Assigned task => Transcribe the data in full and exactly, omitting any pictures.

(Image point grounding data)
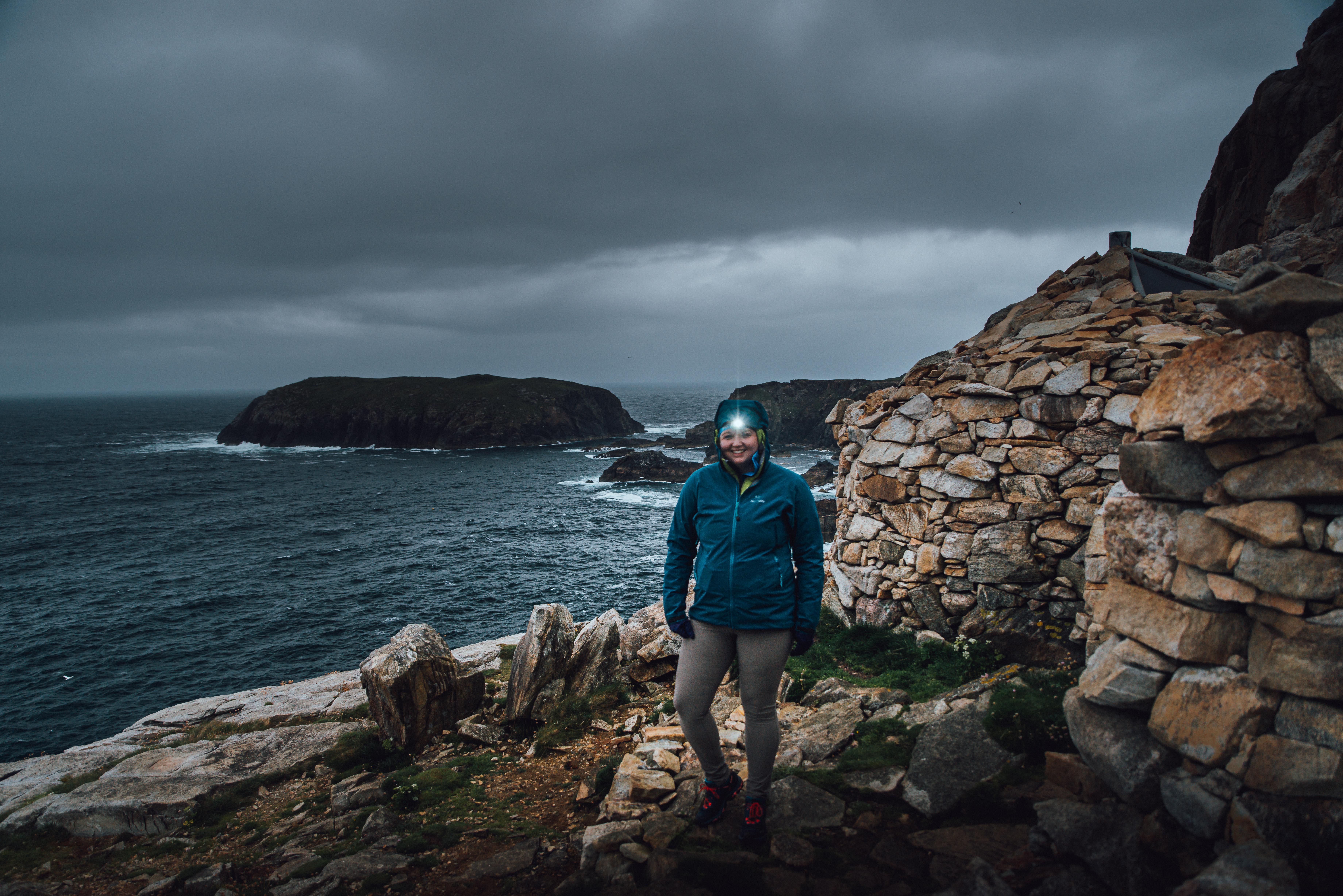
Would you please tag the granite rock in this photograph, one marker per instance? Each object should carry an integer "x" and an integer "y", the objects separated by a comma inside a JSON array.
[
  {"x": 1303, "y": 576},
  {"x": 1003, "y": 554},
  {"x": 1290, "y": 303},
  {"x": 1295, "y": 769},
  {"x": 1275, "y": 524},
  {"x": 1247, "y": 868},
  {"x": 953, "y": 756},
  {"x": 796, "y": 804},
  {"x": 1204, "y": 714},
  {"x": 1125, "y": 674},
  {"x": 1141, "y": 539},
  {"x": 1170, "y": 471},
  {"x": 1311, "y": 471},
  {"x": 540, "y": 659},
  {"x": 1174, "y": 629},
  {"x": 1202, "y": 543},
  {"x": 1234, "y": 387},
  {"x": 596, "y": 661},
  {"x": 1298, "y": 656},
  {"x": 1119, "y": 749}
]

Output =>
Would you please tag the granite rock in this photograph, one marker per instance? Each object should carry an integer "x" and an integer "y", the objects separated by a comma inside a JSON array.
[
  {"x": 1303, "y": 576},
  {"x": 1003, "y": 554},
  {"x": 1290, "y": 303},
  {"x": 1295, "y": 769},
  {"x": 1275, "y": 524},
  {"x": 1247, "y": 868},
  {"x": 953, "y": 756},
  {"x": 796, "y": 804},
  {"x": 1204, "y": 714},
  {"x": 1125, "y": 674},
  {"x": 1141, "y": 539},
  {"x": 1170, "y": 471},
  {"x": 1311, "y": 471},
  {"x": 540, "y": 659},
  {"x": 1174, "y": 629},
  {"x": 1202, "y": 543},
  {"x": 1234, "y": 387},
  {"x": 596, "y": 661},
  {"x": 1298, "y": 656},
  {"x": 1119, "y": 749}
]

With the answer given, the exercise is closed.